What the task asks → Hand back all records exactly, pictures omitted.

Point localization data:
━━━━━━━━━━
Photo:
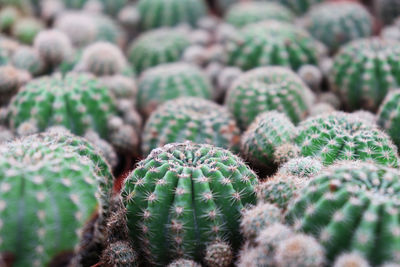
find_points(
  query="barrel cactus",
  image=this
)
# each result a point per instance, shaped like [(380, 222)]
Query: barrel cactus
[(265, 89), (193, 119), (342, 136), (58, 181), (272, 43), (170, 81), (184, 196), (337, 23), (244, 13), (156, 47), (345, 206), (162, 13), (364, 71)]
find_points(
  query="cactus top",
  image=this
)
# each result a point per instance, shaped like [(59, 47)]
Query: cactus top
[(345, 206), (272, 43), (342, 136), (77, 101), (184, 196), (50, 185)]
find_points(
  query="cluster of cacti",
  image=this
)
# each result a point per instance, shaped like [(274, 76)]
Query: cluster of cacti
[(364, 71), (244, 13), (170, 81), (265, 89), (184, 196), (272, 43), (164, 13)]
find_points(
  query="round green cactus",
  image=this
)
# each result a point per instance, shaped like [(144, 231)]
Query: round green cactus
[(55, 182), (272, 43), (192, 119), (170, 81), (364, 71), (267, 132), (244, 13), (342, 136), (337, 23), (345, 206), (265, 89), (184, 196), (161, 13), (156, 47)]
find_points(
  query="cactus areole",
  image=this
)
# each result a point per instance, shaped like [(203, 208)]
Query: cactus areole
[(184, 196)]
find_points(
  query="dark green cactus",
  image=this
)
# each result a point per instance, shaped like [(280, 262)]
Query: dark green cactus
[(185, 196)]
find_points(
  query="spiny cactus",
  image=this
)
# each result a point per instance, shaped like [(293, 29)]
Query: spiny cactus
[(57, 181), (265, 89), (156, 47), (267, 132), (184, 196), (169, 81), (190, 119), (344, 206), (244, 13), (337, 23), (342, 136), (272, 43), (161, 13), (103, 59), (364, 71)]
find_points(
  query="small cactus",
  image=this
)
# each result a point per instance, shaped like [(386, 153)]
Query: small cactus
[(265, 89), (244, 13), (190, 119), (170, 81), (184, 196)]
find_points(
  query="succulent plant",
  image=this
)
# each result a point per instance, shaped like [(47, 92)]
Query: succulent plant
[(344, 206), (184, 196), (265, 89), (161, 13), (343, 136), (170, 81), (272, 43), (364, 71), (338, 23), (190, 119), (244, 13), (58, 180), (267, 132), (156, 47)]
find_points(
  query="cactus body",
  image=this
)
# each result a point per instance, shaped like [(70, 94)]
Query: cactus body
[(272, 43), (346, 205), (156, 47), (184, 196), (169, 81), (265, 89)]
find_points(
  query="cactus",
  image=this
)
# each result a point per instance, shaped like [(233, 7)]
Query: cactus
[(53, 46), (54, 179), (338, 23), (161, 13), (344, 206), (27, 58), (265, 89), (342, 136), (156, 47), (103, 59), (25, 30), (190, 119), (364, 71), (184, 196), (272, 43), (244, 13), (267, 132), (169, 81)]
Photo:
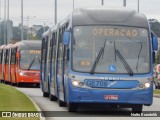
━━━━━━━━━━
Your solution →
Photo:
find_points(
  query="barrel cactus",
  image=this
)
# each result a point per instance, shaped like [(380, 222)]
Query: barrel cactus
[(265, 89), (193, 119), (342, 136), (58, 181), (272, 43), (170, 81), (184, 196), (337, 23), (244, 13), (156, 47), (345, 206), (162, 13), (364, 71)]
find_points(
  query="cactus top",
  image=this
)
# each result a point per instance, shaped like [(59, 47)]
Query: cactus top
[(345, 206), (272, 43), (342, 136), (77, 101), (184, 196), (50, 185)]
find_points(
  query="cluster of cacti",
  image=this
)
# each result a point per instance, shaped like [(274, 76)]
Query: cluster of cacti
[(364, 71), (244, 13), (170, 81), (265, 89), (184, 196), (272, 43), (164, 13)]
find_points(
  query="round green cactus",
  image=this
)
# each result a point per instance, shaped like [(144, 231)]
Query: round green cactus
[(55, 182), (272, 43), (192, 119), (170, 81), (364, 71), (267, 132), (244, 13), (342, 136), (337, 23), (345, 206), (265, 89), (184, 196), (161, 13), (156, 47)]
find_points(
  query="cactus areole",
  image=this
)
# each result a point per instance, shaped like [(203, 208)]
Query: cactus areole
[(184, 196)]
find_points(
  query="dark green cactus",
  image=this
)
# each result a point per instance, shaped like [(280, 262)]
Query: dark green cactus
[(185, 196)]
find_points(
  query="spiny cactus",
  image=this
)
# each result a point per instance, shaped like [(293, 29)]
Query: spiny cactus
[(57, 181), (265, 89), (156, 47), (267, 132), (184, 196), (169, 81), (190, 119), (344, 206), (244, 13), (337, 23), (342, 136), (272, 43), (161, 13), (103, 59), (364, 71)]
find_points(
  query="small cactus",
  image=this
)
# each result a point per instance, shaped like [(386, 153)]
Query: small cactus
[(265, 89), (244, 13), (190, 119), (170, 81), (184, 196)]
find_points(
  query="succulent plant",
  image=this
)
# each result a point per instance, shaped like [(47, 92)]
Query: succulent plant
[(344, 206), (184, 196), (265, 89), (161, 13), (343, 136), (170, 81), (272, 43), (364, 71), (338, 23), (190, 119), (244, 13), (58, 180), (267, 132), (156, 47)]
find_points(
  query="cactus body",
  image=this
)
# each result a point per instance, shaped like [(70, 94)]
Query: cactus body
[(272, 43), (346, 205), (156, 47), (184, 196), (169, 81), (265, 89)]
find_points(
  query="cactus",
  image=this
)
# each result a point per instance, shaped like [(233, 7)]
Query: cactus
[(53, 46), (54, 179), (338, 23), (161, 13), (344, 206), (27, 58), (265, 89), (342, 136), (156, 47), (103, 59), (25, 30), (190, 119), (364, 71), (184, 196), (272, 43), (244, 13), (267, 132), (169, 81)]
Photo:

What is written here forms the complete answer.